--- SUPPLIED ENTRIES Enclosed Below ---
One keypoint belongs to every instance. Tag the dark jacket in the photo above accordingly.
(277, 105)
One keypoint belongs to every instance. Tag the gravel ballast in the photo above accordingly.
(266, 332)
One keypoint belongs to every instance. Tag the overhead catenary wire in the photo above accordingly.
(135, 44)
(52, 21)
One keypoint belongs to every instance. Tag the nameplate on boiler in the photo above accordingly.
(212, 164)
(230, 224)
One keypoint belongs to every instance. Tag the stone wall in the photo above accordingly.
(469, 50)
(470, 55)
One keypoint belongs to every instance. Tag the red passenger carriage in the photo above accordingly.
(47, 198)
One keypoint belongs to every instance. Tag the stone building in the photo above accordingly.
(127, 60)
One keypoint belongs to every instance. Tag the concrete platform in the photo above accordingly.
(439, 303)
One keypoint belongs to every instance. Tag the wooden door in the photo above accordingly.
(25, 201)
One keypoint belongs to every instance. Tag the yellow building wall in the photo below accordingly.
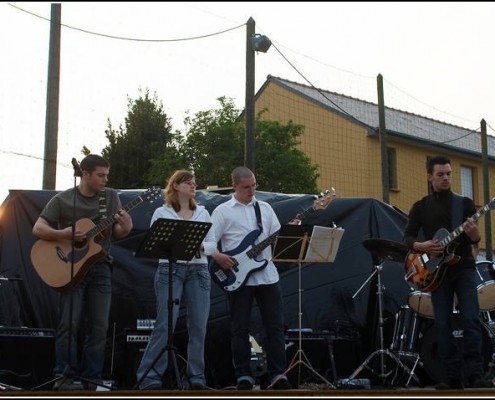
(349, 159)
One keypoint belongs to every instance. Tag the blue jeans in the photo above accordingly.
(269, 300)
(191, 282)
(90, 300)
(461, 281)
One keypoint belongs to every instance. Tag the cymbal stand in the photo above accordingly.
(382, 352)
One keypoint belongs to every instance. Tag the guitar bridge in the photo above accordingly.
(221, 276)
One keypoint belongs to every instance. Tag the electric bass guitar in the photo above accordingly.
(52, 259)
(244, 255)
(425, 273)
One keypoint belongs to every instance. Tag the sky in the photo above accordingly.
(436, 59)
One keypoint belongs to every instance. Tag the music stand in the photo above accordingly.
(305, 243)
(174, 240)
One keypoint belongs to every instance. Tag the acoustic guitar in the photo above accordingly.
(52, 259)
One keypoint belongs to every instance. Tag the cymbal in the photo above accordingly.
(387, 249)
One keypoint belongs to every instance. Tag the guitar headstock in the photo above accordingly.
(324, 199)
(151, 194)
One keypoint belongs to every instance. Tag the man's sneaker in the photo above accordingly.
(244, 384)
(282, 384)
(478, 382)
(451, 384)
(197, 386)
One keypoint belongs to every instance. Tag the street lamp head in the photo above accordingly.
(260, 43)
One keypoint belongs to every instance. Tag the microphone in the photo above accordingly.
(77, 167)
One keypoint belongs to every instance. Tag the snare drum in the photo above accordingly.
(486, 288)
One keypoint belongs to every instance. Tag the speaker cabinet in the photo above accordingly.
(27, 356)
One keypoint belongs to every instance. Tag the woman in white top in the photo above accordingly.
(191, 283)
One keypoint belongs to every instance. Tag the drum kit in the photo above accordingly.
(414, 336)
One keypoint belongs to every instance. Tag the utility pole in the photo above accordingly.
(249, 141)
(52, 100)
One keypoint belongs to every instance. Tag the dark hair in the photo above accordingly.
(241, 173)
(437, 160)
(171, 196)
(91, 161)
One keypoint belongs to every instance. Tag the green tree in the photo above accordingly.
(147, 136)
(214, 146)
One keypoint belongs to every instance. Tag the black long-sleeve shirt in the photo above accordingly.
(433, 212)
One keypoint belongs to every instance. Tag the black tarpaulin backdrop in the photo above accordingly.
(329, 297)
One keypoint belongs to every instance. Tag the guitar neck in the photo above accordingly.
(109, 221)
(457, 231)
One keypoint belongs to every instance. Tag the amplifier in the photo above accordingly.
(137, 335)
(27, 356)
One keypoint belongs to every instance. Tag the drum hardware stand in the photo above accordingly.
(292, 238)
(381, 352)
(174, 240)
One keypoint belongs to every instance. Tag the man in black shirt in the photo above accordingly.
(430, 214)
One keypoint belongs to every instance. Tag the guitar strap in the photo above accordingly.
(457, 210)
(102, 204)
(258, 216)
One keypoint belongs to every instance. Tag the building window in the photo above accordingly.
(467, 182)
(392, 168)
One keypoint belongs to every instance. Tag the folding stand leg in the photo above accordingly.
(297, 359)
(382, 352)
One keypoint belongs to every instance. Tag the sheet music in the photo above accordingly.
(323, 244)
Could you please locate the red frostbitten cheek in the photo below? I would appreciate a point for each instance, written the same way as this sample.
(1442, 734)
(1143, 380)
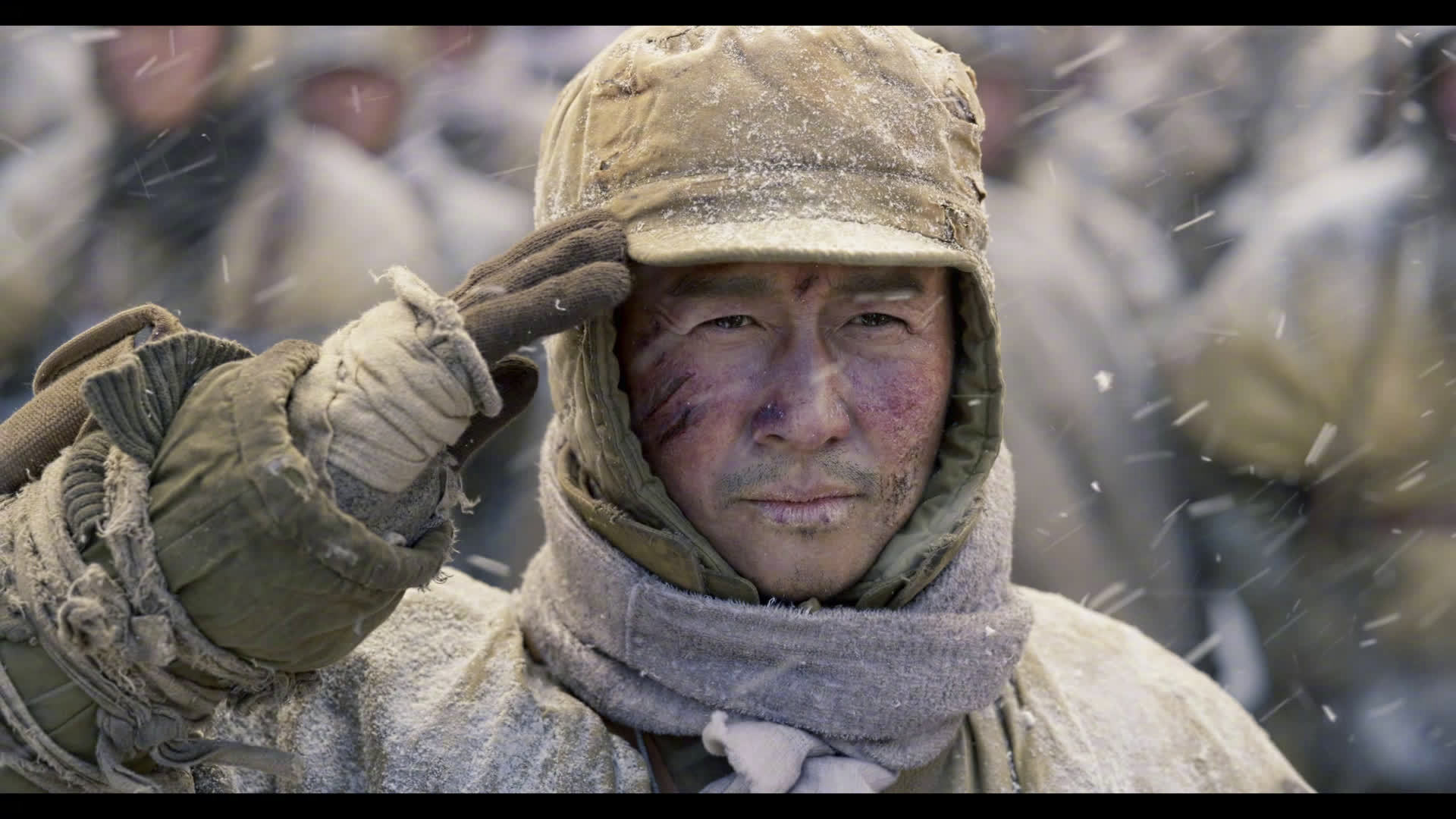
--- End of Enclosed SUPPLIED ENTRIES ---
ABOUT THIS EXERCISE:
Would you provide an exact, picture-free copy of the data above?

ANSWER SPACE:
One keypoint belongs to every instance. Tag the dark jacket in the photo above accordingly.
(277, 105)
One keypoint belongs to every instance. Tag the gravel ballast in the photo above accordingly.
(266, 332)
One keypoint belongs to every instance. Tag the overhead catenary wire in the photo above accordingly.
(135, 44)
(52, 21)
One keypoint belongs to every instance. Tag the nameplate on boiler in the photo above accordingly.
(212, 164)
(230, 224)
One keypoint belongs to every instance. Tag the stone wall in the photo above accordingly.
(469, 50)
(470, 55)
One keypoint belongs to every instance. Tag the red passenger carriage in the photo above accordingly.
(47, 198)
One keypoint belongs to every instance. Tag the stone building in the photo above accordingly.
(127, 60)
One keypoint belongs to every instance. Tag the concrete platform in the photo above accordingly.
(439, 303)
One keypoint belongs to every instance. Tag the wooden door in the photo above accordingly.
(25, 201)
One keypoint belongs to every instance. Tag the yellow building wall in the photo below accordingly.
(349, 159)
One keypoint belongs to every instance. Tag the blue jeans in the photo above accordingly.
(269, 300)
(191, 282)
(90, 300)
(461, 281)
One keypoint belongs to every instance. Tag the cymbal stand in the photo above accordingly.
(382, 352)
One keypoint belongs to every instance. Tag the guitar bridge in the photo above accordingly.
(221, 276)
One keypoint belongs to every instance. Tag the electric bass guitar in the photo above accordingly.
(52, 259)
(244, 255)
(425, 273)
One keypoint belongs to every instance. Tag the sky in the photo above accordingly.
(436, 59)
One keypoint belongs to every instance. Tag the music stand in the photo above accordingly.
(305, 243)
(174, 240)
One keypoint belongs to every instance. Tag the acoustic guitar in the photo above accordingly.
(52, 259)
One keypoint belongs to every instance. Tag the cymbal in the photo above accordingly.
(387, 249)
One keypoint belongs to every instance. Tag the guitar headstock in the photo above accordingly.
(324, 199)
(151, 194)
One keypoint belongs to every instance. Tag the man's sneaker in the photo above accordingly.
(244, 384)
(282, 384)
(478, 382)
(451, 384)
(197, 386)
One keypoint belongs to every instance. Tag the street lamp head in the photo above accordingly.
(260, 43)
One keypoint belongs to every instance. Tag the microphone in the photo above accordingly.
(77, 167)
One keypoint belongs to every instance. Tag the snare drum in the photo above accordingly.
(486, 288)
One keypoint belongs to every instance. Tag the speaker cabinet in the photo above accordingly.
(27, 356)
One keypoint belongs to every instance. Tag the woman in white top in the photo above accordingly.
(191, 283)
One keypoint belongs to every instance. Tag the drum kit in the photo above accordingly.
(414, 336)
One keypoint belongs to every instance. Tag the utility pole in the photo above accordingly.
(249, 141)
(52, 100)
One keypoint belongs to every instance. Tag the dark hair in the photo above accordingly.
(241, 173)
(437, 160)
(171, 196)
(91, 161)
One keypoint belongs to every instance. Tag the green tree in the photo above accordingly.
(147, 136)
(214, 146)
One keypoint belongs to every instance. Tag the black long-sleeve shirt in the photo above accordingly.
(433, 212)
One keypoint belongs to every instance. Tag the black tarpaulin backdrop in the photo above accordingly.
(329, 297)
One keypoint belongs to every instance. Tag the guitar neck in the photo above accordingly.
(109, 221)
(457, 231)
One keypoint belongs to every instance. Tag the amplifier in the photo above accordingly.
(137, 335)
(27, 356)
One keypoint belongs to every instance. Tag the drum hardware stand in the photo above accordingly.
(292, 238)
(381, 352)
(174, 240)
One keypoint belongs to every instance. Tag the man in black shirt in the photo above accordingly.
(430, 214)
One keypoint belongs to every instance. Tag the guitar strap in the photo above accordingly.
(457, 210)
(102, 204)
(258, 216)
One keypoint belongs to every instance. Tag the building window in the photo above accordingly.
(467, 182)
(392, 168)
One keypoint belongs to every instance. Tag the folding stand leg in the photo above accordingly.
(297, 359)
(382, 352)
One keypoint belongs to every instance. Tag the sheet music in the photo above accordingly.
(323, 244)
Could you please locate the red frostbitten cheek in the photo below? I would appreciate a point for each instance, written the same way as this sample.
(1442, 734)
(1143, 380)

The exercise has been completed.